*** Opening TEXT PASSAGE ***

'The reaction has been phenomenal, there are people who cry' - How sister of teen who died from synthetic drug is sharing his story
'It keeps my brother's memory alive, he wasn't just a guy who took a drug at a party, he was a lot more and something good can come from it'
The heartbroken sister of a young man who died after taking party drug 'N Bomb' has said that drugs robbed her brother of his future.
Alex Ryan (18) died from a heart attack after taking a synthetic substance nicknamed N Bomb in January 2015 at a house party in Cork.
Five others were hospitalised after taking the powdered drug at the party.
Alex's sister Nicole (24) has spoken about how her family's dreams for him were snatched away when he died.
Nicole Ryan, from Millstreet in Cork, told Independent.ie: "Life hasn't been easy, I don't think it will get any easier, we'll just have to try and re-adjust but it'll be there every single day.
"He'll never graduate or get married or have a family, my children will never have an uncle and I'll never have nieces or nephews.
"It's simple things like that that people might take for granted that have been taken away from me."
Nicole has established Alex's Memory Of A Lifetime, where she visits secondary schools and youth clubs to share her story and provide information about drugs.
She said: "I started Alex's Adventure Of A Lifetime two months after he died, at the beginning I was petrified but I had to find a way of coping with his death.

*** Closing TEXT PASSAGE ***
*** Opening DATA RECORDS ***

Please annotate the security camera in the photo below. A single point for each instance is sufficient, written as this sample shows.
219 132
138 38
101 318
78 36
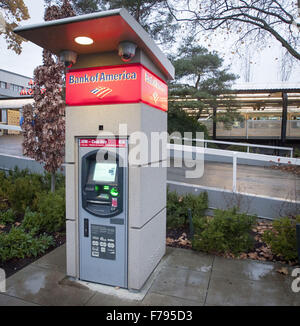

*** Closing DATA RECORDS ***

— TASK 1 —
In the text about Alex Ryan, what life events does his sister say he will never get to have?
— TASK 2 —
In the text about Alex Ryan, how many other people were hospitalized after taking the drug at the party?
— TASK 3 —
Continue the text about Alex Ryan from where it stops.

— REPLY 1 —
Graduating, getting married, having a family

— REPLY 2 —
Five

— REPLY 3 —
"I used to not be able to talk about his death and I was trying to cope by burying my feelings but it would come out in different ways.
"It was leading down to a destructive path really, I had been throwing into something I never thought I would experience.
"Then I thought even the most horrible of situations have a silver lining, I thought maybe if I went out to young people and shared my story they might change their mind about taking something.
"If my brother heard someone speaking like this he would have been more aware and more educated, he might have made a different choice that night," she continued.
"I was petrified the first time but the reaction has been phenomenal, there are people who cry and see he's a real person.
"At the end of the day you can't stop everyone but you can give them information that can change their lives."
She continued to say: "It's part of Alex's legacy, he was an organ donor so he also prolonged and enhanced four people's lives.
"But it also keeps his memory alive, he wasn't just a guy who took a drug at a party, he was a lot more and something good can come from it."
Next month Nicole will travel to the UK to give a speech to Anyone's Child, a group who are fighting to change drug policies there, she is also hoping to expand the initiative here.
Despite the success of the programme, she admits she has received some stinging comments from trolls.
She said: "I've had people say that I'm trying to get famous from my brother's death, it threw me the first time but after I heard it a few times I knew it didn't make a difference, I'm trying to do something to help others."
She has said she would like to see more information supplied to young people about different drugs.
Nicole also wants test kits to be supplied in places like colleges and nightclubs, so people can check what they're actually taking.
She said: "There's not enough being done to try and deter people from taking drugs, I do believe that we don't give enough credit to young people - because they are smart - but they will retaliate if you patronise them.
"If you give them the correct information they'll make an informed choice for themselves and that's the bes you can do but the 'Just Say No' approach has been failing for years.
"My biggest worry is that it's everywhere, it's not just at festivals or nights out like maybe it was ten years ago, it's everywhere.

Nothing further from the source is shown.